Start of Block

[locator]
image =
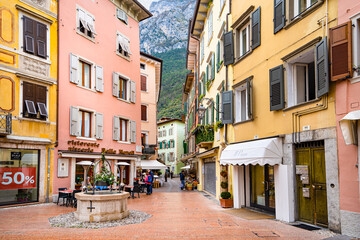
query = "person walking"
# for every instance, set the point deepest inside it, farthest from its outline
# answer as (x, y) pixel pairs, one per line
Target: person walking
(182, 180)
(148, 181)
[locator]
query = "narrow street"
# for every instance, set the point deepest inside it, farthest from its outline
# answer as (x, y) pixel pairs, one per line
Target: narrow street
(175, 215)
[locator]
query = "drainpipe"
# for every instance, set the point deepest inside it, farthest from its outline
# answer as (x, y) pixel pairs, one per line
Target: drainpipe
(226, 68)
(48, 177)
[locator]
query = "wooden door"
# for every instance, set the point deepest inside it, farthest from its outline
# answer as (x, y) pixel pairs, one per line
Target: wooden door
(311, 186)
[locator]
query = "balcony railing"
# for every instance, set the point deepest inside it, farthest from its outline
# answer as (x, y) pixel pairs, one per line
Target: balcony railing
(149, 149)
(5, 123)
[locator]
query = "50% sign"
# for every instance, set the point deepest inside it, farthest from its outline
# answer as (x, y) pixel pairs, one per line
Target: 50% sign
(17, 178)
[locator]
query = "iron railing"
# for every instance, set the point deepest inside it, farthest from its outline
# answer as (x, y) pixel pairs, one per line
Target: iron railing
(5, 123)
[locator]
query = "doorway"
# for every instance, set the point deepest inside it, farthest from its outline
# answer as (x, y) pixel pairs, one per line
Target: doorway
(311, 184)
(262, 187)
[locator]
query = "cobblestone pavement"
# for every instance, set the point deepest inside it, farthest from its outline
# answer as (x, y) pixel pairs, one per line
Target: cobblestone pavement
(175, 215)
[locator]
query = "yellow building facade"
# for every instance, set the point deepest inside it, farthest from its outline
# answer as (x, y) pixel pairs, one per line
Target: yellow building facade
(28, 99)
(283, 151)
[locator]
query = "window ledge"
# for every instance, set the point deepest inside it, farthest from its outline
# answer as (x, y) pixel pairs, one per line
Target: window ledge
(124, 57)
(245, 121)
(303, 14)
(87, 139)
(88, 89)
(242, 57)
(85, 36)
(302, 104)
(33, 120)
(123, 100)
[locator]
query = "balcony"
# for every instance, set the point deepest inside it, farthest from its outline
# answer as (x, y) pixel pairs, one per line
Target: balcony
(5, 123)
(149, 149)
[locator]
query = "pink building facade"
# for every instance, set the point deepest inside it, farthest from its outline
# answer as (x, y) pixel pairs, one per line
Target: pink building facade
(345, 51)
(99, 88)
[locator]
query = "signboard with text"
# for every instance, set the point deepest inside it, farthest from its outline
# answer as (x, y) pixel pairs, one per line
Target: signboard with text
(17, 178)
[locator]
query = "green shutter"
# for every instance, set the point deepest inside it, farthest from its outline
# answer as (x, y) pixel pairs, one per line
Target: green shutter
(218, 57)
(277, 88)
(217, 107)
(212, 67)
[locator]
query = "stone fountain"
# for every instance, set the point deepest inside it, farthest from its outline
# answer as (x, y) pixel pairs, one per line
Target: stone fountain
(100, 206)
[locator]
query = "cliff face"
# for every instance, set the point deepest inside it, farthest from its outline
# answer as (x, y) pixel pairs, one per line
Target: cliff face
(168, 28)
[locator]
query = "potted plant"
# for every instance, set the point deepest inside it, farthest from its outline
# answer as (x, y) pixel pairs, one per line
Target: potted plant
(105, 177)
(225, 200)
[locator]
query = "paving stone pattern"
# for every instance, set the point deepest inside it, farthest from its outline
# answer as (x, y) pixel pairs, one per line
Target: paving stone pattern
(175, 215)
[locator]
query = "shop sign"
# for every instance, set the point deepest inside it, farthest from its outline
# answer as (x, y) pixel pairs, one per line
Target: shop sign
(17, 178)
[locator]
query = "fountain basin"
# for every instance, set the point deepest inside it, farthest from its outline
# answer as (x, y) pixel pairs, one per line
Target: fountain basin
(101, 207)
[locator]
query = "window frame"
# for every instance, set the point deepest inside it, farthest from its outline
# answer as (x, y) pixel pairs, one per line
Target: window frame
(78, 22)
(22, 100)
(21, 38)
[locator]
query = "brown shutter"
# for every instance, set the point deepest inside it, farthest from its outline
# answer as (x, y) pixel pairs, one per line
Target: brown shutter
(29, 35)
(41, 39)
(143, 113)
(143, 83)
(341, 52)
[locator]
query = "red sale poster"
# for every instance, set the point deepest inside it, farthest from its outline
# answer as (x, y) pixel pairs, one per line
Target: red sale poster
(17, 178)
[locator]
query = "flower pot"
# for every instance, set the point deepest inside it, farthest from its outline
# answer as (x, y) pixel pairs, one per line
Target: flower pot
(226, 203)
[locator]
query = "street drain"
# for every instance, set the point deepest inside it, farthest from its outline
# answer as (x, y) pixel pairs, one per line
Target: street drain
(265, 234)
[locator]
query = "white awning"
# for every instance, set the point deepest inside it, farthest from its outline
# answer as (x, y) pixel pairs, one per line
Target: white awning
(152, 164)
(186, 167)
(348, 126)
(266, 151)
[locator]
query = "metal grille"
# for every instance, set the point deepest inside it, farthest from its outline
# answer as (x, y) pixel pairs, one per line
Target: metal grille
(314, 144)
(5, 123)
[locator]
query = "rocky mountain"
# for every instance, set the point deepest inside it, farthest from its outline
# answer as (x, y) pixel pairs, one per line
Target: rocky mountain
(168, 28)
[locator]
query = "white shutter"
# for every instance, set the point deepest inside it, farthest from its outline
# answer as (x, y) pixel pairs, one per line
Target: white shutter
(99, 125)
(116, 84)
(74, 65)
(74, 116)
(91, 23)
(133, 91)
(99, 79)
(133, 131)
(116, 128)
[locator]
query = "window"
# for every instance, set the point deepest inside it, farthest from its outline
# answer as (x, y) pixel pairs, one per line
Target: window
(249, 27)
(296, 7)
(242, 40)
(241, 104)
(84, 124)
(210, 26)
(143, 112)
(123, 46)
(81, 73)
(34, 101)
(85, 23)
(143, 83)
(121, 15)
(301, 79)
(85, 74)
(123, 93)
(123, 130)
(34, 37)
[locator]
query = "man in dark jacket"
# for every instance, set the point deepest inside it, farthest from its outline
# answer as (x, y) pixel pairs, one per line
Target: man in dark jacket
(182, 180)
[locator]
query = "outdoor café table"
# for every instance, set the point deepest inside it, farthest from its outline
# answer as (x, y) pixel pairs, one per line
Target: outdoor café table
(68, 195)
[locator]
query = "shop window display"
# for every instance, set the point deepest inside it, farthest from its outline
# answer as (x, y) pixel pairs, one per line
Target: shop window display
(19, 176)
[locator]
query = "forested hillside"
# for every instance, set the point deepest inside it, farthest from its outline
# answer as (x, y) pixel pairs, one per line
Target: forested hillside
(174, 73)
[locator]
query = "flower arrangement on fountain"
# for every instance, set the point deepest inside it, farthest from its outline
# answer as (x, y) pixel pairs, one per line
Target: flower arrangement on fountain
(105, 177)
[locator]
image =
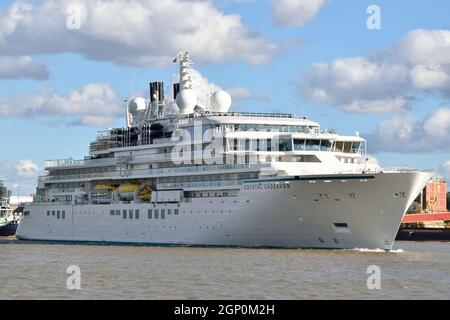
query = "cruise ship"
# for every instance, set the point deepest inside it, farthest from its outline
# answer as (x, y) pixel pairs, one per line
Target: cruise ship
(188, 171)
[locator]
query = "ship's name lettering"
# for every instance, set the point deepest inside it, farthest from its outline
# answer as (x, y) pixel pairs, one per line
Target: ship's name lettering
(267, 186)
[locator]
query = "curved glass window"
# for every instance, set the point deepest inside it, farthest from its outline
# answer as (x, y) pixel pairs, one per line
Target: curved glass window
(325, 145)
(312, 145)
(299, 144)
(355, 147)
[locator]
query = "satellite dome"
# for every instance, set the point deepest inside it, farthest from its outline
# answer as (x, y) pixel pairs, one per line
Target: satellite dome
(221, 101)
(138, 104)
(186, 101)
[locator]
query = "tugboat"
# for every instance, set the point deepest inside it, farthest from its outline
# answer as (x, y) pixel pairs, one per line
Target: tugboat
(8, 224)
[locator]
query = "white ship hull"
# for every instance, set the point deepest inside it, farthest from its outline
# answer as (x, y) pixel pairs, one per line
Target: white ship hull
(337, 211)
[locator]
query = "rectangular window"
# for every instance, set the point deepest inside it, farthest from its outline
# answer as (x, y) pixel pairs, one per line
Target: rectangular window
(339, 146)
(285, 145)
(325, 145)
(312, 145)
(299, 144)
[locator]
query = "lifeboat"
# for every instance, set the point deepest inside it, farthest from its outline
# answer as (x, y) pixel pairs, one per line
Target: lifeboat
(102, 193)
(145, 193)
(127, 191)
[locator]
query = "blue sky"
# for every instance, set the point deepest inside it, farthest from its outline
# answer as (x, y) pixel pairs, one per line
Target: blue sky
(290, 41)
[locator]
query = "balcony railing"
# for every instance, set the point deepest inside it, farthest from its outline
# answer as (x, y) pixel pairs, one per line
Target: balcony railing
(149, 172)
(199, 184)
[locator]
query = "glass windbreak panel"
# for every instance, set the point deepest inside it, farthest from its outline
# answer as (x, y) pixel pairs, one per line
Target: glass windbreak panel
(285, 145)
(325, 145)
(355, 147)
(299, 144)
(312, 145)
(339, 146)
(347, 147)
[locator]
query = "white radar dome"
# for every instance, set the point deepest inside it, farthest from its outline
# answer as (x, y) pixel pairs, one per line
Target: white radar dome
(221, 101)
(138, 104)
(186, 101)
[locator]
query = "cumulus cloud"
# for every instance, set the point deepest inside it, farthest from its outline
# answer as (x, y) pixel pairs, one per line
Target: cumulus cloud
(22, 67)
(444, 169)
(387, 81)
(243, 93)
(92, 102)
(411, 135)
(26, 168)
(294, 13)
(136, 33)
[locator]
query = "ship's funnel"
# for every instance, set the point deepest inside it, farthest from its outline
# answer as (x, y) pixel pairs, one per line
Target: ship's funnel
(176, 90)
(186, 101)
(156, 91)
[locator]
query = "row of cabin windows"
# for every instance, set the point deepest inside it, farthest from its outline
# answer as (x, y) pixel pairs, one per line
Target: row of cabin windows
(59, 214)
(152, 213)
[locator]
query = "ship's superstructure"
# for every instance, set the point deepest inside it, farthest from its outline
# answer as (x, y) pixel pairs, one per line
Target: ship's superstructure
(7, 222)
(187, 171)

End of Block

* Exercise objective: Print only the lines running from the one with "Target: ship's funnel" to the final line of the data above, each exactly as it appears.

* Solution for this exercise:
Target: ship's funnel
(176, 90)
(186, 101)
(156, 91)
[locator]
query = "row of cabin windows"
# for every instance, set the point deepest inside it, farthest from its outline
# answer as (x, y) pixel pairs, one per line
Target: row of cabin windows
(59, 214)
(152, 213)
[locator]
query = "ship's superstructure"
# for every instance, set the point deepest inside it, farthest from its outline
# answer as (x, y) pixel pairs, one per line
Target: ship's superstructure
(7, 222)
(187, 171)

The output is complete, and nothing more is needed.